- The request:
Give the material from the line with "Task: in the photo above, where can the black necktie" to the line with "x=533, y=222" as a numbered list, leaving out blank lines.

- The input:

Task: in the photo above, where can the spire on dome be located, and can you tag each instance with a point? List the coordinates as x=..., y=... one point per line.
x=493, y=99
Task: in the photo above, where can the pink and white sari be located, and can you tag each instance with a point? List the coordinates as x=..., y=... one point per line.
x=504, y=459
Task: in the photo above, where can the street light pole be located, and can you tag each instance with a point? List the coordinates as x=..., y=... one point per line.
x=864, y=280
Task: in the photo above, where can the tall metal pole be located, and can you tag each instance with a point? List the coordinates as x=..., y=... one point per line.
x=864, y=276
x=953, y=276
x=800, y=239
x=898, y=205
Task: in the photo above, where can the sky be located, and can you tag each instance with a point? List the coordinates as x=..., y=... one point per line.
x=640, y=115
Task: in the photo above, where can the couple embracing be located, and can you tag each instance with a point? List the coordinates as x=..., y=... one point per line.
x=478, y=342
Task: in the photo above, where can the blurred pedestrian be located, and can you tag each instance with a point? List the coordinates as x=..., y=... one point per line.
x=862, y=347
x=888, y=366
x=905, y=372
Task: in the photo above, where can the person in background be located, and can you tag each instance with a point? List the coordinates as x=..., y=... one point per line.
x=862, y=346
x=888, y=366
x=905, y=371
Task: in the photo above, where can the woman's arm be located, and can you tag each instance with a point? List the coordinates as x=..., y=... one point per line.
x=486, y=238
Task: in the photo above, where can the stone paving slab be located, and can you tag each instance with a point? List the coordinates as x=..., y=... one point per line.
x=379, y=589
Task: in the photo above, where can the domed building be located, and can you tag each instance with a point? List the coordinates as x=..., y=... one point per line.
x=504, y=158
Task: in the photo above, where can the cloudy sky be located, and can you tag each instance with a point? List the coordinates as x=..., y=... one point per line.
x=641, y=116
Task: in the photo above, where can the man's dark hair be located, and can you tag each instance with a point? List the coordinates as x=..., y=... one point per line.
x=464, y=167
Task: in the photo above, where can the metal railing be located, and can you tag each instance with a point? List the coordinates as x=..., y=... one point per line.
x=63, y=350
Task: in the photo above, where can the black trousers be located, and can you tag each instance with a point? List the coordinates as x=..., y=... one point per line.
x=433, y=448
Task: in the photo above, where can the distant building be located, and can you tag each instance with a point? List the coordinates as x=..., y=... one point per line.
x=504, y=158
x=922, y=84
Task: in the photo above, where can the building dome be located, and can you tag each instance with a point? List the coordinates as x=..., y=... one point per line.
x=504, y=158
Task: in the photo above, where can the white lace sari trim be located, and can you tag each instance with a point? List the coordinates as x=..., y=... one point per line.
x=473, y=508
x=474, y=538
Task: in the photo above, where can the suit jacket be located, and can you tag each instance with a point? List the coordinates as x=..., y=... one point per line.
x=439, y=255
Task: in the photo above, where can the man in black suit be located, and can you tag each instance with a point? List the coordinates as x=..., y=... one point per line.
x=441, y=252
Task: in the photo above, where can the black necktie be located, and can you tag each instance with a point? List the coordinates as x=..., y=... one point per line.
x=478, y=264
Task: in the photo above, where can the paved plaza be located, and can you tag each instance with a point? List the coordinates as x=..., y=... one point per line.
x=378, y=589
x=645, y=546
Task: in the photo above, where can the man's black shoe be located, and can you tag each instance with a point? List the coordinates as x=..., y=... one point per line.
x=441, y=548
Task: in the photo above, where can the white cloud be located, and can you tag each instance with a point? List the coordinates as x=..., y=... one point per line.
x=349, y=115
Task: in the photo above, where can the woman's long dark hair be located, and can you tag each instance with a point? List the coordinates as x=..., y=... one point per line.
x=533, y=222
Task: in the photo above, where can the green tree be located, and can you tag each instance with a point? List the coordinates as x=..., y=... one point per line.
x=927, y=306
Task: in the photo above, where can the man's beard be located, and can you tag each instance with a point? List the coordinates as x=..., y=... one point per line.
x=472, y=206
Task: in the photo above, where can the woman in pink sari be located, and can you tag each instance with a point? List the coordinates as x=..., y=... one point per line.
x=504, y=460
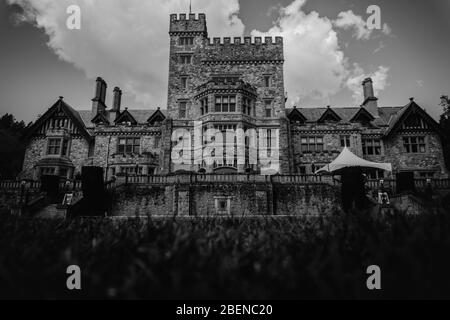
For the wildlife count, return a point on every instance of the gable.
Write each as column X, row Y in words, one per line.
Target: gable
column 329, row 116
column 413, row 118
column 125, row 118
column 59, row 116
column 297, row 116
column 362, row 116
column 156, row 117
column 100, row 119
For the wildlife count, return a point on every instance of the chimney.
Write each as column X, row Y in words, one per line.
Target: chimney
column 117, row 100
column 98, row 103
column 370, row 101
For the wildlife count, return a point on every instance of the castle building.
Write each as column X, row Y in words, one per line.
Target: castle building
column 228, row 84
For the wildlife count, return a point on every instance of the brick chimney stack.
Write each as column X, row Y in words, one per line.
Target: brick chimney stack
column 370, row 101
column 117, row 100
column 98, row 103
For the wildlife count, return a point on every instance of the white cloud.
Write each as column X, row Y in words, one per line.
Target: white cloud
column 354, row 81
column 348, row 20
column 314, row 63
column 126, row 42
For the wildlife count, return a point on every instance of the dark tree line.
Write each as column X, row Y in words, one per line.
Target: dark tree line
column 12, row 147
column 445, row 125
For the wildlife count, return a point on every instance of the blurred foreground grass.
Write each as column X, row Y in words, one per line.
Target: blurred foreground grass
column 279, row 258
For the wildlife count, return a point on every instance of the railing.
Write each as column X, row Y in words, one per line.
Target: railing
column 388, row 184
column 36, row 185
column 223, row 178
column 420, row 184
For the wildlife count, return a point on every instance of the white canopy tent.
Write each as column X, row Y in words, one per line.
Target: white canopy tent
column 347, row 159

- Exercise answer:
1. Task: in the photo above, where can the black necktie be located, and can you tag each instance with a point? List the coordinates as x=..., y=... one point per line.
2. x=478, y=264
3. Task: in the photo above, where can the paved plaza be located, and can you tag each instance with a point? List the coordinates as x=..., y=... one point per line.
4. x=378, y=589
5. x=645, y=546
6. Task: in the photo above, where can the man's black shoe be located, and can you tag each instance with a point? List the coordinates as x=..., y=... one point per line.
7. x=441, y=548
8. Task: in the photo above, where can the white cloud be located, and can you tag each instance with a point? List the coordinates as x=..., y=... one point per line.
9. x=349, y=115
10. Task: in the photo above, where can the woman's long dark hair be located, and can you tag each instance with a point? List the coordinates as x=..., y=... one point per line.
11. x=533, y=222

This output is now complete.